* Ausgewählter Abschnitt *
Dass Mandy Haase trotz des erfreulichen Umstands, frühzeitig einen Platz im
18-köpfigen Kader von Bundestrainer Heino Knuf sicher zu haben, mit gemischten
Gefühlen zum Frankfurter Flughafen gekommen ist, darf als gesichert gelten.
Einmal war da die bange Frage, ob der für 22.30 Uhr angekündigte Start noch
rechtzeitig vor dem großen Pilotenstreik am Donnerstag erfolgen würde. Zum
anderen dürften ihre Gedanken zwei Monate zurück geschweift sein. Im März war
die älteste Nachwuchsauswahl des Deutschen Hockey-Bundes (DHB) in der letzten
Phase ihrer WM-Vorbereitung schon einmal nach Südamerika aufgebrochen. Im
dritten Testspiel gegen Chile - nach der Partie gegen Mitfavorit Australien zu
allem Überfluss am nächsten Freitag letzter deutscher Vorrundengegner - hatte
sich die einzige Spielerin eines hessischen Vereins kurz vor Schluss die rechte
Hand angebrochen.

* Aufgabenstellung *
Für welche Uhrzeit war der Start am Frankfurter Flughafen laut dem Abschnitt über Mandy Haase angekündigt?

* Datenauszug *
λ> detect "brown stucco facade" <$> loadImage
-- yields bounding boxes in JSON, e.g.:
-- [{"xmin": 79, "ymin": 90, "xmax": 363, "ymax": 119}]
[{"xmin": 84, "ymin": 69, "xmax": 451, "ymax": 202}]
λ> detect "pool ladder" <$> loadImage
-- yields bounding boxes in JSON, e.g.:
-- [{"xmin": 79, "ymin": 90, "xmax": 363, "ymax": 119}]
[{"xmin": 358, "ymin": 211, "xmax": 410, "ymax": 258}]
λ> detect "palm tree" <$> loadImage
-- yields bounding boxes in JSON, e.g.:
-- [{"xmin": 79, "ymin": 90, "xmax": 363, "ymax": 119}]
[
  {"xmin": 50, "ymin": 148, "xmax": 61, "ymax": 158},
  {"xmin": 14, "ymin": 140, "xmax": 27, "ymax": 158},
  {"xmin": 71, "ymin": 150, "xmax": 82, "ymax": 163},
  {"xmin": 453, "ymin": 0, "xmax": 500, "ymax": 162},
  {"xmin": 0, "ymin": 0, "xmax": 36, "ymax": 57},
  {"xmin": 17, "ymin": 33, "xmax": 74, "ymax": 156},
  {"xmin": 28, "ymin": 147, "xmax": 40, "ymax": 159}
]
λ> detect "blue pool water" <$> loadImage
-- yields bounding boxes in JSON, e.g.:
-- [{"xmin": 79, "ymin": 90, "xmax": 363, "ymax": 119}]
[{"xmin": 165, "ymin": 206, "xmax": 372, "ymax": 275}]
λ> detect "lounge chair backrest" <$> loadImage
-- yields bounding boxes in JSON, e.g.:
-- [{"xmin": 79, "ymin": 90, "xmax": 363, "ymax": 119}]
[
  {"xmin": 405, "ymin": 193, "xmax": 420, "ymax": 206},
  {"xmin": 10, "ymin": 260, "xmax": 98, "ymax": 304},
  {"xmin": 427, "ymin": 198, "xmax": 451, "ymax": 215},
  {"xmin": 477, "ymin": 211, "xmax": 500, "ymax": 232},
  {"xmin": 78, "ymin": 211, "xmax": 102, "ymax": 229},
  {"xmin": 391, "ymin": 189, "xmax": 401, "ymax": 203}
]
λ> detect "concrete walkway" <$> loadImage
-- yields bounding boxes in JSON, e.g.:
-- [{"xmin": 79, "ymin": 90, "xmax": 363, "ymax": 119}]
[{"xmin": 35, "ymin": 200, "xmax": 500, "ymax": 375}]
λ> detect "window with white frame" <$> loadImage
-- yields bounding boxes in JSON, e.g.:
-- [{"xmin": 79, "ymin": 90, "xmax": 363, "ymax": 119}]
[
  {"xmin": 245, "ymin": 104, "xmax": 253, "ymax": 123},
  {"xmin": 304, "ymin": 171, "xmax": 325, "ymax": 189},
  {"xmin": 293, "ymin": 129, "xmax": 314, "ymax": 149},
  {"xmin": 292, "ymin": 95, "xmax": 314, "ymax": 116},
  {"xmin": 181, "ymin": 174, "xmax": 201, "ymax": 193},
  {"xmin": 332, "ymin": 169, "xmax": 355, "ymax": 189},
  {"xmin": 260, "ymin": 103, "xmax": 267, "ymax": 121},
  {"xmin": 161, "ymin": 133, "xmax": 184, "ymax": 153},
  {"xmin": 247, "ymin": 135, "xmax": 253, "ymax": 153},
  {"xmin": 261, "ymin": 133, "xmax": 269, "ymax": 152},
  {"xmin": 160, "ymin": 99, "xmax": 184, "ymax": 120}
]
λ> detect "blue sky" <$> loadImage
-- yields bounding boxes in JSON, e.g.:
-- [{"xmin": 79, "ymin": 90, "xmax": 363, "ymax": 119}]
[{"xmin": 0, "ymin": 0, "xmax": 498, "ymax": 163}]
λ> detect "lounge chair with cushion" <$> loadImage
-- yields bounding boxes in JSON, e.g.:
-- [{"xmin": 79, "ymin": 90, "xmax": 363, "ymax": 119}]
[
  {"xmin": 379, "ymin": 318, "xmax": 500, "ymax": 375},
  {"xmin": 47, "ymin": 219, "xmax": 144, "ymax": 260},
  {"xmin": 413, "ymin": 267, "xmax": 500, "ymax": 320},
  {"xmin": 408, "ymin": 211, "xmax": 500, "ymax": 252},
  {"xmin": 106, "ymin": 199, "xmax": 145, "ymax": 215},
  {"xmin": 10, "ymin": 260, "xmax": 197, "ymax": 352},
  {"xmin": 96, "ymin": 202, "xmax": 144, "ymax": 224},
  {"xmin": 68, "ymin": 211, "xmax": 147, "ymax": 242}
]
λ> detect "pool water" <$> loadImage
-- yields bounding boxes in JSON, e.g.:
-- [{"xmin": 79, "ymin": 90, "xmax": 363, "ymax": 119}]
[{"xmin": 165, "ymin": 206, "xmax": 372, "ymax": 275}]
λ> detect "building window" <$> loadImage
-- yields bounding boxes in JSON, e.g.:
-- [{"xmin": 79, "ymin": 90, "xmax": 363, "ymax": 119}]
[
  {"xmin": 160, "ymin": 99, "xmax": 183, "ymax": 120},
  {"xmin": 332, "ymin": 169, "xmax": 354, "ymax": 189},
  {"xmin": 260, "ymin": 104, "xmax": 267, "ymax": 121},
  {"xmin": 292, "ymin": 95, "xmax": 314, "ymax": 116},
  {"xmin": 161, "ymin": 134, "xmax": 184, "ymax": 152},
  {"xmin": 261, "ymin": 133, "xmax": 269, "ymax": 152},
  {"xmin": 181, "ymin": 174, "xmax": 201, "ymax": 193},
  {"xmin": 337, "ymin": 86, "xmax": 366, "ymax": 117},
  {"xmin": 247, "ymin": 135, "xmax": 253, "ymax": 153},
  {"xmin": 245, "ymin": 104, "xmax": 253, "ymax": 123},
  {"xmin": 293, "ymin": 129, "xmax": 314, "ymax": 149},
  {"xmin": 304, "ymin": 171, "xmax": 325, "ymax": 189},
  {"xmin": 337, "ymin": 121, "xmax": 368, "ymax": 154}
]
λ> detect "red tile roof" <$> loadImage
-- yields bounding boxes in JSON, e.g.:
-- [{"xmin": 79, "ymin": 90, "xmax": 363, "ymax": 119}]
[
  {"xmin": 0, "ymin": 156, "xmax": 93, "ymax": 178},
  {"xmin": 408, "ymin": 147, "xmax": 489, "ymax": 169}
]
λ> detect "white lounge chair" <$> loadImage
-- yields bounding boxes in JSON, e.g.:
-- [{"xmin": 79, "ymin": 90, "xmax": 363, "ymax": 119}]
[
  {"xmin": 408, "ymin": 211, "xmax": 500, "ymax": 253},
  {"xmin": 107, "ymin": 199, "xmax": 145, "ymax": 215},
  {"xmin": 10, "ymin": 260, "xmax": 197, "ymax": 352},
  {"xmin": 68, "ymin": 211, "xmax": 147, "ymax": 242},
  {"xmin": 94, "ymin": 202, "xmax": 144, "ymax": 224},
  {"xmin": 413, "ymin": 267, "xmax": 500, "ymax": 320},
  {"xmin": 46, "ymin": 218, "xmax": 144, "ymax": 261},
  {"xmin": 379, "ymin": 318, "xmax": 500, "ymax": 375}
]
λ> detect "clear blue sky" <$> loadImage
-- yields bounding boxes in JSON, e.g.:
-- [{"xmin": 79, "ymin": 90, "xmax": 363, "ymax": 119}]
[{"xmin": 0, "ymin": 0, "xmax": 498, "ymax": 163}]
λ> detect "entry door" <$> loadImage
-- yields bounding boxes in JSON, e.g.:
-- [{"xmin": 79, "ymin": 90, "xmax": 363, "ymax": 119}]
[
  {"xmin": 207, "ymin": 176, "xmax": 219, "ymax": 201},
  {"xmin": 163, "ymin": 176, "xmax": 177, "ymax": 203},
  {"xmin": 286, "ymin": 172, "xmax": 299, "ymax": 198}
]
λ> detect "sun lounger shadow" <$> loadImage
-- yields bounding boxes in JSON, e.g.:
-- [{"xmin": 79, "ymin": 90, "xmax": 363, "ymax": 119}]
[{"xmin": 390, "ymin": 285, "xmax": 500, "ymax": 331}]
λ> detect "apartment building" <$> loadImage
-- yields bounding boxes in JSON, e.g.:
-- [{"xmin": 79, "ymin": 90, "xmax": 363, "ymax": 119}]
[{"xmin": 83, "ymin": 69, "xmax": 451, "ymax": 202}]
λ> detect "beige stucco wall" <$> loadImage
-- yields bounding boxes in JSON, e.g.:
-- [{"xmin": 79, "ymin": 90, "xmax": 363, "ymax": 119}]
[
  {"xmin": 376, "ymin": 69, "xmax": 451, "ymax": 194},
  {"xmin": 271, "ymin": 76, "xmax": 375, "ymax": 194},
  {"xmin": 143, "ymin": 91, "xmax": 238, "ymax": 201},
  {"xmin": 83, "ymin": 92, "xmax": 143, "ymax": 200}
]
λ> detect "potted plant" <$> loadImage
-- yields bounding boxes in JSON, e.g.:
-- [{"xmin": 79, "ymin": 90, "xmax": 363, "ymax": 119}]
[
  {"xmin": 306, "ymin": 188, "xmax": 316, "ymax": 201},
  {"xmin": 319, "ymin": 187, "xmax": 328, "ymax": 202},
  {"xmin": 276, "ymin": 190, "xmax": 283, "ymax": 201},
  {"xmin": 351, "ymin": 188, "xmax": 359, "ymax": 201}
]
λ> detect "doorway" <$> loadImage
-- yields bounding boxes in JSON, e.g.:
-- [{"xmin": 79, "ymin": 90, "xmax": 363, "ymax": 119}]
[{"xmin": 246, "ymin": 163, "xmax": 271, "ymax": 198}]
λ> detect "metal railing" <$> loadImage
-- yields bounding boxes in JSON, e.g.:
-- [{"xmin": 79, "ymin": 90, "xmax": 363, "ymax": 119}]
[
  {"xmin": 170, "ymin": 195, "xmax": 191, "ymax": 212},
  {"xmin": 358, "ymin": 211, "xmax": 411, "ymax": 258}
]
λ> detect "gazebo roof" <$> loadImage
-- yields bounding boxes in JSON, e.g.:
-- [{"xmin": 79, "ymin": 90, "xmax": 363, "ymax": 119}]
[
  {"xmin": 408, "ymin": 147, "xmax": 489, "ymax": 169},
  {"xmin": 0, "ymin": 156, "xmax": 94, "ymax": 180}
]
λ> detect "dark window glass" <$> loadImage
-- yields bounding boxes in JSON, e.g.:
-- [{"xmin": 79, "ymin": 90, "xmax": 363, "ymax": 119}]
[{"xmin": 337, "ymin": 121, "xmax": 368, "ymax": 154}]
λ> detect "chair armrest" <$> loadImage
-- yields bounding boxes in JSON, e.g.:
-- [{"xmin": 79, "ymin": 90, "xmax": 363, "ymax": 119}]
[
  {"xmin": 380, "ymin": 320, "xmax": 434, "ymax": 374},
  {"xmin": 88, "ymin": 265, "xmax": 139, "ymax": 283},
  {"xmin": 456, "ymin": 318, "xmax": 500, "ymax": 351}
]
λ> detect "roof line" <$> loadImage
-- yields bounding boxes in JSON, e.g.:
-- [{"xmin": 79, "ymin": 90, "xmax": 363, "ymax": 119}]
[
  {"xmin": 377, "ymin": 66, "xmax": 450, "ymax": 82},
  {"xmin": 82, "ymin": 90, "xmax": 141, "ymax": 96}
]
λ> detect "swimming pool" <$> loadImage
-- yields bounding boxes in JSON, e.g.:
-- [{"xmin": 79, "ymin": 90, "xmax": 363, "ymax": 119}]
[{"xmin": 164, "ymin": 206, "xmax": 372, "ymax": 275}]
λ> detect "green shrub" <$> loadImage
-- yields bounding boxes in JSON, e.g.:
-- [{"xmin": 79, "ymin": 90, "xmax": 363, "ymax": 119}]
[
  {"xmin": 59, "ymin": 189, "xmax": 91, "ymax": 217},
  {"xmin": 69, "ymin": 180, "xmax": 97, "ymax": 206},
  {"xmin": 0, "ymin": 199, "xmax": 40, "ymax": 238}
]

* Lösung der Aufgabe *
Für 22.30 Uhr.